Given data:
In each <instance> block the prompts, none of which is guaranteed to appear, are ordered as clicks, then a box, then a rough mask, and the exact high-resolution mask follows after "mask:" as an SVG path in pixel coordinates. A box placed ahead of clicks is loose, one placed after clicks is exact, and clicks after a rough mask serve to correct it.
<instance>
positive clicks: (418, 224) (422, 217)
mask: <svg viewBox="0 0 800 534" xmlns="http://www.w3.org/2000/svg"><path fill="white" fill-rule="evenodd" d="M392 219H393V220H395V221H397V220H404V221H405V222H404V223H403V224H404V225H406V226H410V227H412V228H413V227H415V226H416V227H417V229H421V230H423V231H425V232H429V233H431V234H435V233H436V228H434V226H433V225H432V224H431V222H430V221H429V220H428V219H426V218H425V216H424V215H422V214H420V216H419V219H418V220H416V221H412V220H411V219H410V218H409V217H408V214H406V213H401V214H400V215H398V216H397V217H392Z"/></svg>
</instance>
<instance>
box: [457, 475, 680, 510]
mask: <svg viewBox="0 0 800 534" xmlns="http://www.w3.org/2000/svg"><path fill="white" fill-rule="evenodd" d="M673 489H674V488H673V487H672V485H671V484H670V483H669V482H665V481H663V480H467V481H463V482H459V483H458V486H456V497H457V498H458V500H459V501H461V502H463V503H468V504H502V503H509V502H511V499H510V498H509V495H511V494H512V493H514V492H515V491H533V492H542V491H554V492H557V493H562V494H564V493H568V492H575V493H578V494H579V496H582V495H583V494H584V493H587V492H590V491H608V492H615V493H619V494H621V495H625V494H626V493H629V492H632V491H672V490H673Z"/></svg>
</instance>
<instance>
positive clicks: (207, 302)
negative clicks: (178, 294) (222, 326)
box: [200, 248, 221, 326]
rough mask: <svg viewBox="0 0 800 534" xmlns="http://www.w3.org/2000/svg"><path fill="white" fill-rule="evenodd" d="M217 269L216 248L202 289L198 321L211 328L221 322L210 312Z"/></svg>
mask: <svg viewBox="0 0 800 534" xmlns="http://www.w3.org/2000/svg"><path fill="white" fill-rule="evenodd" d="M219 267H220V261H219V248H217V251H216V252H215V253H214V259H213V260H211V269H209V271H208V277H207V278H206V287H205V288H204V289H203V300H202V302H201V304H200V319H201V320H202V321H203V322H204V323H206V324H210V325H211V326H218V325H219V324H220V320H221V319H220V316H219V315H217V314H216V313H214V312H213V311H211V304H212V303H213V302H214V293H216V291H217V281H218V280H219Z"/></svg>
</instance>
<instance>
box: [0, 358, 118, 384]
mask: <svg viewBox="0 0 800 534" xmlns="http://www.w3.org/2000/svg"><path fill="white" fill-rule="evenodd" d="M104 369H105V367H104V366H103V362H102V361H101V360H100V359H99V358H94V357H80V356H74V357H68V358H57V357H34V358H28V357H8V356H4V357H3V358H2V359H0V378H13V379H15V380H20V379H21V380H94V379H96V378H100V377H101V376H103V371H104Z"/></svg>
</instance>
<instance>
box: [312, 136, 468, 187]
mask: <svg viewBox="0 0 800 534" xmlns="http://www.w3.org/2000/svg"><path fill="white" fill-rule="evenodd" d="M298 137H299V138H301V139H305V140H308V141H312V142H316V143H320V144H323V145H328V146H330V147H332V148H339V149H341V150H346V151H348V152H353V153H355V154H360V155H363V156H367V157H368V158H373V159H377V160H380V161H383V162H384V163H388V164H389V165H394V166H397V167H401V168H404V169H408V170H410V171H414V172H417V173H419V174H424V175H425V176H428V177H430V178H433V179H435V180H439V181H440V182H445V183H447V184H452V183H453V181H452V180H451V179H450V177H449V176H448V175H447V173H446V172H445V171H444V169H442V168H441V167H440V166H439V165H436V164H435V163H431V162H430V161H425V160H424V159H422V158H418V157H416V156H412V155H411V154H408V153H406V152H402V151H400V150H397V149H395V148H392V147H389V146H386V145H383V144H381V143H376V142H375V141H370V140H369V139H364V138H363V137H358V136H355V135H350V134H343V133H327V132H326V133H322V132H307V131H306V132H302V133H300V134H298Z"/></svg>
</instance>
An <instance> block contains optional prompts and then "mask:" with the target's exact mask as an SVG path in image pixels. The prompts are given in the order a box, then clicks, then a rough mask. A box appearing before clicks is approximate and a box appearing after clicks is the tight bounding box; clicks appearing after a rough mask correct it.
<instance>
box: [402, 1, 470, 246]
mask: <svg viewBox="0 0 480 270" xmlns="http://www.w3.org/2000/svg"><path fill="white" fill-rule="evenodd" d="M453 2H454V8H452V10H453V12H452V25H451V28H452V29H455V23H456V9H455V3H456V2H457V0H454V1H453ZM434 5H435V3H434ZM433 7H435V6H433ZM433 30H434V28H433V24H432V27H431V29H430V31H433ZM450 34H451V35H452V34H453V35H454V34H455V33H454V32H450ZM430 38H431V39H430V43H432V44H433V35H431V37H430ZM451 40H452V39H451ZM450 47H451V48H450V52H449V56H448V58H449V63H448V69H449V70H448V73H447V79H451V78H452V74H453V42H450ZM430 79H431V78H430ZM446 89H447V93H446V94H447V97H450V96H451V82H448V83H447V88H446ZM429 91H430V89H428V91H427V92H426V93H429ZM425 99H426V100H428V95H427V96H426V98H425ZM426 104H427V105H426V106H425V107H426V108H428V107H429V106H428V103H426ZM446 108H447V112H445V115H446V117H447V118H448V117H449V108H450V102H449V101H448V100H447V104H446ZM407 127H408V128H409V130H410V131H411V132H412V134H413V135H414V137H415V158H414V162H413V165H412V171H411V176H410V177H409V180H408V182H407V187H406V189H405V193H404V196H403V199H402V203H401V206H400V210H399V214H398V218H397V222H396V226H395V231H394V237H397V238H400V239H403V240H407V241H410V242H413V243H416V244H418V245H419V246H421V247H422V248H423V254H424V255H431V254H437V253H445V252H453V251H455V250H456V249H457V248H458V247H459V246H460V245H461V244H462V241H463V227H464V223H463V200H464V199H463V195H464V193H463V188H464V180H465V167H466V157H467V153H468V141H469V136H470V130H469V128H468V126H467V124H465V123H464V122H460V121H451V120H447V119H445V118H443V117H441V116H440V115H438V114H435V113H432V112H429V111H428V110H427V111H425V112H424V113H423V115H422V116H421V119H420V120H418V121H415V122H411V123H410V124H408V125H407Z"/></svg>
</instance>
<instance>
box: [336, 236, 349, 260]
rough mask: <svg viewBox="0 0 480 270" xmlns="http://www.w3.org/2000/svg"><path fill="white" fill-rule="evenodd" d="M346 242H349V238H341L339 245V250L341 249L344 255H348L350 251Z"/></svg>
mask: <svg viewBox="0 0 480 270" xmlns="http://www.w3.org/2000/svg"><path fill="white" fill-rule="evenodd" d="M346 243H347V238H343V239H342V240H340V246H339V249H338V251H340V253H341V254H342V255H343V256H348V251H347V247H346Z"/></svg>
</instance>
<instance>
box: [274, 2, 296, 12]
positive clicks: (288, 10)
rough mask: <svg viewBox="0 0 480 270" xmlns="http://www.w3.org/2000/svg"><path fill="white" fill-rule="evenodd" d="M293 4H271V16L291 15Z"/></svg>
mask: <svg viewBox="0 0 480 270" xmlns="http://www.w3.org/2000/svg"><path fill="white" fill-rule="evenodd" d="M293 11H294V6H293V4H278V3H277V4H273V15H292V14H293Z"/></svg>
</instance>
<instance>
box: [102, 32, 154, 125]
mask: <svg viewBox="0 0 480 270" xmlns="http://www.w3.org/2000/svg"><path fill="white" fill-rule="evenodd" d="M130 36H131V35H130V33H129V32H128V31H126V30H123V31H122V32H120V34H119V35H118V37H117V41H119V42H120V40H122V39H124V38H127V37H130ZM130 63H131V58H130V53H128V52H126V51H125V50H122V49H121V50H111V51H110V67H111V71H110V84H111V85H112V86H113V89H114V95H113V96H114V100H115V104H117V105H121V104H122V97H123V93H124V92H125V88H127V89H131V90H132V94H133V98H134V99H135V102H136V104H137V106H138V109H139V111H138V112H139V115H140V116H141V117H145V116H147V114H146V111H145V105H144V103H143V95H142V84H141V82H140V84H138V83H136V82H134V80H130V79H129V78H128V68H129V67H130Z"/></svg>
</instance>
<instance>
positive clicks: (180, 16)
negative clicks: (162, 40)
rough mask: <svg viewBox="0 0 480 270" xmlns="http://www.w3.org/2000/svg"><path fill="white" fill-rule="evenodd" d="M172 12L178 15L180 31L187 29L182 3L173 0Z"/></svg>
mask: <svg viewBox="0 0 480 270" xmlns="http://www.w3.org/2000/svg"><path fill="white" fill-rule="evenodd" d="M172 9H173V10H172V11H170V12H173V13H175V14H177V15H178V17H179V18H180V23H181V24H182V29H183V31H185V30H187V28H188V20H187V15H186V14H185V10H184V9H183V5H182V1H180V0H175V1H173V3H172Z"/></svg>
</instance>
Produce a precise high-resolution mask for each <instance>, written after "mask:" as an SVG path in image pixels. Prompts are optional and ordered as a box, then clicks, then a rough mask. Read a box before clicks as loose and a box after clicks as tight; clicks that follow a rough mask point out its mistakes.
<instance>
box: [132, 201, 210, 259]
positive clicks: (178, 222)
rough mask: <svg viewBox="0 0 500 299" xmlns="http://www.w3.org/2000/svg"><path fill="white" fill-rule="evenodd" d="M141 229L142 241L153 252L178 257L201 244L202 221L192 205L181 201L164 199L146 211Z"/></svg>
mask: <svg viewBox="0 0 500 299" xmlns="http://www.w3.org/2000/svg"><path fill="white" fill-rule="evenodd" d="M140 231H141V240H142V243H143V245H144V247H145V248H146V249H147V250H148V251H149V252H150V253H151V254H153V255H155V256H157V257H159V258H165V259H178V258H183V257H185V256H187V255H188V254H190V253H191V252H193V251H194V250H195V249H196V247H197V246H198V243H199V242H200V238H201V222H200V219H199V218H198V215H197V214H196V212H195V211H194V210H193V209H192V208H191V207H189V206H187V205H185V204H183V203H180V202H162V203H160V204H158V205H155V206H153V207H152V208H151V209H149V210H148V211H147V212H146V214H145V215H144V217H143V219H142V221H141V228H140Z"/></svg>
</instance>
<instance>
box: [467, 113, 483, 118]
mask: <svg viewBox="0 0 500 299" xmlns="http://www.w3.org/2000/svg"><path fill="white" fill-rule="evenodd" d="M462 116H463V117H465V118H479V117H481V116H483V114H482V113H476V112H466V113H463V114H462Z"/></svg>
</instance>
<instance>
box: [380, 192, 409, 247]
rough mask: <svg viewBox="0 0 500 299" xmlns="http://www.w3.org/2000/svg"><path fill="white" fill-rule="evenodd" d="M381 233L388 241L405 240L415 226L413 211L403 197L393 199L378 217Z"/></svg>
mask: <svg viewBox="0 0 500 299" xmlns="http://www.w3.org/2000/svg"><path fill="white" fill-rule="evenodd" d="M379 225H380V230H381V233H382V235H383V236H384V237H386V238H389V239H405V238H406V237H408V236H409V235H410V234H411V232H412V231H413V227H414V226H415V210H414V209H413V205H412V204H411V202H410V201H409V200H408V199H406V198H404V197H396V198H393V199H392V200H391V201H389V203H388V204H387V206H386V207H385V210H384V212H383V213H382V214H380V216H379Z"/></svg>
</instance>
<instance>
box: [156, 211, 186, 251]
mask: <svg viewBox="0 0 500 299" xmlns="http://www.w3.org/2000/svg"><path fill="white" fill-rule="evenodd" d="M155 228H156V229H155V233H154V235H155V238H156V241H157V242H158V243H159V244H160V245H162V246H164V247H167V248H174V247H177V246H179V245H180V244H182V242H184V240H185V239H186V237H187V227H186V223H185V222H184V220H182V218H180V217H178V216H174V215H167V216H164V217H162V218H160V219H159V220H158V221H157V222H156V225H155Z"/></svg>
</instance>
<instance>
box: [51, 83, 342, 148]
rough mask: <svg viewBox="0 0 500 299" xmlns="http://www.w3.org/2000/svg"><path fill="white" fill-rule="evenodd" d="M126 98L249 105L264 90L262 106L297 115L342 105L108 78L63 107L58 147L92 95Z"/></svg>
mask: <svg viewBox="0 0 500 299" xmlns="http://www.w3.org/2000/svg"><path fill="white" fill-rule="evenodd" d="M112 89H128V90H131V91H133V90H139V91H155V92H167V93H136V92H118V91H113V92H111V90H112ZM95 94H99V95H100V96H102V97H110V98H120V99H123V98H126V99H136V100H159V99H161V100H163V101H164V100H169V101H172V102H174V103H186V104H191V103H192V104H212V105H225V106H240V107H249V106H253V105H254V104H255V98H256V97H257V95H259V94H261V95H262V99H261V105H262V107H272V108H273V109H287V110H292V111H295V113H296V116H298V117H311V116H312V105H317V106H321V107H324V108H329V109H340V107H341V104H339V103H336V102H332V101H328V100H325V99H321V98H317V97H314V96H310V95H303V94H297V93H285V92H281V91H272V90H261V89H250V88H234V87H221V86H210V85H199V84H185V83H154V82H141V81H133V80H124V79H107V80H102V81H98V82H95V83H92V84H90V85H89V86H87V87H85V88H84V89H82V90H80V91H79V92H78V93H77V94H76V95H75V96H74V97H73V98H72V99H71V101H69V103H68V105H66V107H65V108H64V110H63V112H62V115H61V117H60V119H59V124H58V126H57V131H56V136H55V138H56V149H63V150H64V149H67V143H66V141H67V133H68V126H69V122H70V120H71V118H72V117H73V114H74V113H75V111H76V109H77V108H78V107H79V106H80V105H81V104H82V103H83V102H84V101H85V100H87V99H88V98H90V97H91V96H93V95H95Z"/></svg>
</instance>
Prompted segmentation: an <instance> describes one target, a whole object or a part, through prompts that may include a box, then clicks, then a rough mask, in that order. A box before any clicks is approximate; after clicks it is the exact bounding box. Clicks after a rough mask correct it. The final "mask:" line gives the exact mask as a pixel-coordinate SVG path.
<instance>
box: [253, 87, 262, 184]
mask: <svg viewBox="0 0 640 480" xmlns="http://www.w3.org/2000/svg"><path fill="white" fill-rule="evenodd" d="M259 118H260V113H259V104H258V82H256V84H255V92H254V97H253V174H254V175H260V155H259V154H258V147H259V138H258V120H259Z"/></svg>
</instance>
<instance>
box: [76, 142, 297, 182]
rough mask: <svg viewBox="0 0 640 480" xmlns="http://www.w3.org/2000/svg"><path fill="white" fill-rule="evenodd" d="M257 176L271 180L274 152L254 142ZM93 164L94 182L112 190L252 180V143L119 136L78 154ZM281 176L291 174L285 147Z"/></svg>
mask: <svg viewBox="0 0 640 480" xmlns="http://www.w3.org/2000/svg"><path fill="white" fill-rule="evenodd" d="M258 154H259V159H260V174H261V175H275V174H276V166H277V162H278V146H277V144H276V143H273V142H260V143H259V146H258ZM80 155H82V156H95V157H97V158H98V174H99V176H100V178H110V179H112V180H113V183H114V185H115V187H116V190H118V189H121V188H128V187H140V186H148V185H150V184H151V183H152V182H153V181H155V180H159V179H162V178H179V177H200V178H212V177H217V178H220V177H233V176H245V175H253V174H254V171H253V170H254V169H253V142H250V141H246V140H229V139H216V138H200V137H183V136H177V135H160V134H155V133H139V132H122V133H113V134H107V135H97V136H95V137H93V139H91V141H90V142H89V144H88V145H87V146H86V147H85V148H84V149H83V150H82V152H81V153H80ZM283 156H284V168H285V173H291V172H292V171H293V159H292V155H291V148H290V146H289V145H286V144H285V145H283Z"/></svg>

Exercise brief: Please transcribe only the lines in the records above running from the line that has "box: [274, 2, 296, 12]" through the line that has "negative clicks: (162, 40)", both included, exactly as they appear.

Result:
box: [274, 2, 296, 12]
positive clicks: (288, 10)
rough mask: <svg viewBox="0 0 480 270" xmlns="http://www.w3.org/2000/svg"><path fill="white" fill-rule="evenodd" d="M293 4H271V16L291 15Z"/></svg>
mask: <svg viewBox="0 0 480 270" xmlns="http://www.w3.org/2000/svg"><path fill="white" fill-rule="evenodd" d="M293 11H294V6H293V4H278V3H277V4H273V15H292V14H293Z"/></svg>
</instance>
<instance>
box: [102, 32, 154, 125]
mask: <svg viewBox="0 0 480 270" xmlns="http://www.w3.org/2000/svg"><path fill="white" fill-rule="evenodd" d="M130 36H131V35H130V33H129V32H128V31H126V30H123V31H122V32H120V34H119V35H118V37H117V41H119V42H120V40H122V39H124V38H127V37H130ZM130 63H131V58H130V53H128V52H126V51H125V50H122V49H121V50H111V51H110V67H111V71H110V84H111V85H112V86H113V89H114V95H113V96H114V100H115V104H117V105H121V104H122V97H123V93H124V92H125V88H127V89H131V90H132V94H133V98H134V99H135V102H136V104H137V106H138V109H139V111H138V112H139V115H140V116H141V117H145V116H147V114H146V111H145V105H144V103H143V95H142V84H141V82H140V84H138V83H136V82H134V80H130V79H129V78H128V68H129V67H130Z"/></svg>
</instance>
<instance>
positive clicks: (180, 16)
negative clicks: (162, 40)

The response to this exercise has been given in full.